▶ **ФРАГМЕНТ ДОКУМЕНТА**
────────────────────
English Deutsch
Новости
Эксперты отвечают

«Мой день продолжался 36 часов»

О чём спросить знаменитого учёного? Мы решили поговорить с живым классиком археологии Львом Клейном о его жизни и творчестве. Получилось очень вдохновляющее интервью. Как учёный планирует свой день, как ему удается не погрязнуть в рутине, кого он считает главными отечественными лжеучёными и выбрал бы он свою профессию, будь снова подростком - читайте в материале АНТРОПОГЕНЕЗ.РУ.

- Лев Самуилович, добрый день! Вы очень дороги нам и нашим читателям, и мы бы хотели побольше узнать о вашей карьере и жизни. Скажите, пожалуйста, кто вас вдохновлял на занятие наукой? Может быть, профессора, у которых вы учились, или знаменитые археологи, с которыми вам довелось встретиться? 

О моей жизни написано порядочно, так что узнать можно из литературы. Есть ругательная книга (D. Фомин «Голый конунг»), есть хвалебная (St. Leach «A Russian perspective of theoretical archaeology. The life and work of Leo S. Klejn»). Есть мои мемуары «Трудно быть Клейном», вышедшие двумя изданиями (питерским и донецким) – это сведения из первых рук.

Профессора, у которых я учился – прославленный В. Я. Пропп, знаменитый М. И. Артамонов, да и другие, которых я слушал, будучи студентом (Б. Б. Пиотровский, А. П. Окладников, М. П. Грязнов и др.), конечно формировали мою стезю в науке, но сказать, что именно они и только они вдохновляли меня, не могу. Скорее меня вдохновляли проблемы, стоявшие перед наукой, и перспективы их решения. А в понимании и реализации этих проблем сказывалась и деятельность этих учителей и, может быть, еще больше образы из истории науки, нашей и мировой, история науки – Монтелиус, Софус Мюллер, Чайлд, Шлиман, Городцов… В том числе и образы неоднозначные – Косинна, Рыбаков. Конечно, очень вдохновляла атмосфера большой науки в Ленинграде – Петербурге, дискуссии, успехи друзей и учеников.

- Вы занимались наукой при советской власти. Расскажите, пожалуйста, каково было работать археологом в СССР? Что изменилось с тех пор? 

Как и многие другие науки, имеющие дело с социокультурной сферой, археология испытывала тяжкий гнет догматической идеологии. Она была отрезана от мировой науки, работала в изоляции. Многое было запретно – скажем, миграции. Нечто иное было обязательно – матриархат, примат материального над духовным и т. п. Нужно было признавать догмы столетней давности, давно опровергнутые мировой наукой. Работать приходилось в этих пределах – между запретами и обязательными положениями. Контакты с иностранными коллегами были тоже под запретом.
────────────────────
▶ **ИСХОДНЫЕ ЗАПИСИ**
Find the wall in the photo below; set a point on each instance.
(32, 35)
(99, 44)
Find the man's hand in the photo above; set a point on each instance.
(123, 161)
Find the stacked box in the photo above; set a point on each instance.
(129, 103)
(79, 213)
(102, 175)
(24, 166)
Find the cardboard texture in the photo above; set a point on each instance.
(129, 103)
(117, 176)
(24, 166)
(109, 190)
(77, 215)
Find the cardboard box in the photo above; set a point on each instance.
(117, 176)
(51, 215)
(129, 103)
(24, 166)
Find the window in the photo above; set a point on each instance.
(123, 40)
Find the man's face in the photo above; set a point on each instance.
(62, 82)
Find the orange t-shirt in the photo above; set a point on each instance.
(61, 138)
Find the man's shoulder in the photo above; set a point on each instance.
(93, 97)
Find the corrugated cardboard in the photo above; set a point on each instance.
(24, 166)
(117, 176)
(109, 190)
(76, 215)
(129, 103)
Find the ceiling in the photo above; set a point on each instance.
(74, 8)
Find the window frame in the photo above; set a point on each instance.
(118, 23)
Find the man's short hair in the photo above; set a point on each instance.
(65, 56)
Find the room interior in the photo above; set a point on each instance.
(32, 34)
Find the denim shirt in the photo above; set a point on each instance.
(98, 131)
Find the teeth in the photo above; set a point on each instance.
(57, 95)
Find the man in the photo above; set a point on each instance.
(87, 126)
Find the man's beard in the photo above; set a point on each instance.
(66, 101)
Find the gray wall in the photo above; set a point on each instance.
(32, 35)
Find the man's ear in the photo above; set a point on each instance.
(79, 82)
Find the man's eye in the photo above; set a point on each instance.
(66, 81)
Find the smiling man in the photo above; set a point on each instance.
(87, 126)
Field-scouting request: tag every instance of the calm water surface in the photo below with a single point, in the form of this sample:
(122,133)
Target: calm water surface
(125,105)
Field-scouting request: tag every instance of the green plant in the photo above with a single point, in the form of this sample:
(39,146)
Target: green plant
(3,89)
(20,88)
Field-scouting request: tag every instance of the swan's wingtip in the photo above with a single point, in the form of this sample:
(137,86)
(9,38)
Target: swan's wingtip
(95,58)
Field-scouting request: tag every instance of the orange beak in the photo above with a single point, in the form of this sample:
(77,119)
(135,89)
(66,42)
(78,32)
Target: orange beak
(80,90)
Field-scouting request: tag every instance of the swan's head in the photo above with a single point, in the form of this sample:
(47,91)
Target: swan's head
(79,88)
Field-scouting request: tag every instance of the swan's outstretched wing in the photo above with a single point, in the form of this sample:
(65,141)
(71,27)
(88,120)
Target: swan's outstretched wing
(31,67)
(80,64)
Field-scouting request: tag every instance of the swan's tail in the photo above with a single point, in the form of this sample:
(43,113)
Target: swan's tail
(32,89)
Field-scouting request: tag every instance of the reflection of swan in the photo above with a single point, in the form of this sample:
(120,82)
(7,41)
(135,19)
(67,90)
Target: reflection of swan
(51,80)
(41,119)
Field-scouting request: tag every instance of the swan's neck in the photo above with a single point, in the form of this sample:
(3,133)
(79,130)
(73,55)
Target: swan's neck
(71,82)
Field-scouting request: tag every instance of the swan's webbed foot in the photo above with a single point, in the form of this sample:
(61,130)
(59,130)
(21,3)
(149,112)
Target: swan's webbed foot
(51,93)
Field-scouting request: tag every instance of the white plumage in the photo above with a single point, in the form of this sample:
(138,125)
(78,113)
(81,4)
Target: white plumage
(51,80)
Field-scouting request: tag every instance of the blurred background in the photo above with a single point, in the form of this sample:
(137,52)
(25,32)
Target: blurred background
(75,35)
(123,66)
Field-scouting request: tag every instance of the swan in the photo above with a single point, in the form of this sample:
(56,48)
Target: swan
────────────────────
▶ **НАБОР ЗАДАНИЙ**
a. Повторите без изменений отрывок из интервью с Львом Клейном между «О чём спросить» и «в материале АНТРОПОГЕНЕЗ.РУ.» включительно.
b. Как называются мемуары Льва Клейна, упомянутые в интервью?
c. Объясните по интервью с Львом Клейном, почему археологам в СССР приходилось работать в определенных пределах.

▶ **РЕШЁННЫЕ ЗАДАЧИ**
a.
О чём спросить знаменитого учёного? Мы решили поговорить с живым классиком археологии Львом Клейном о его жизни и творчестве. Получилось очень вдохновляющее интервью. Как учёный планирует свой день, как ему удается не погрязнуть в рутине, кого он считает главными отечественными лжеучёными и выбрал бы он свою профессию, будь снова подростком - читайте в материале АНТРОПОГЕНЕЗ.РУ.

b. «Трудно быть Клейном».

c. Археология испытывала тяжкий гнет догматической идеологии. Одни темы, например миграции, были запрещены, а другие положения, такие как матриархат или примат материального над духовным, были обязательны. Кроме того, нужно было признавать давно опровергнутые мировой наукой догмы столетней давности.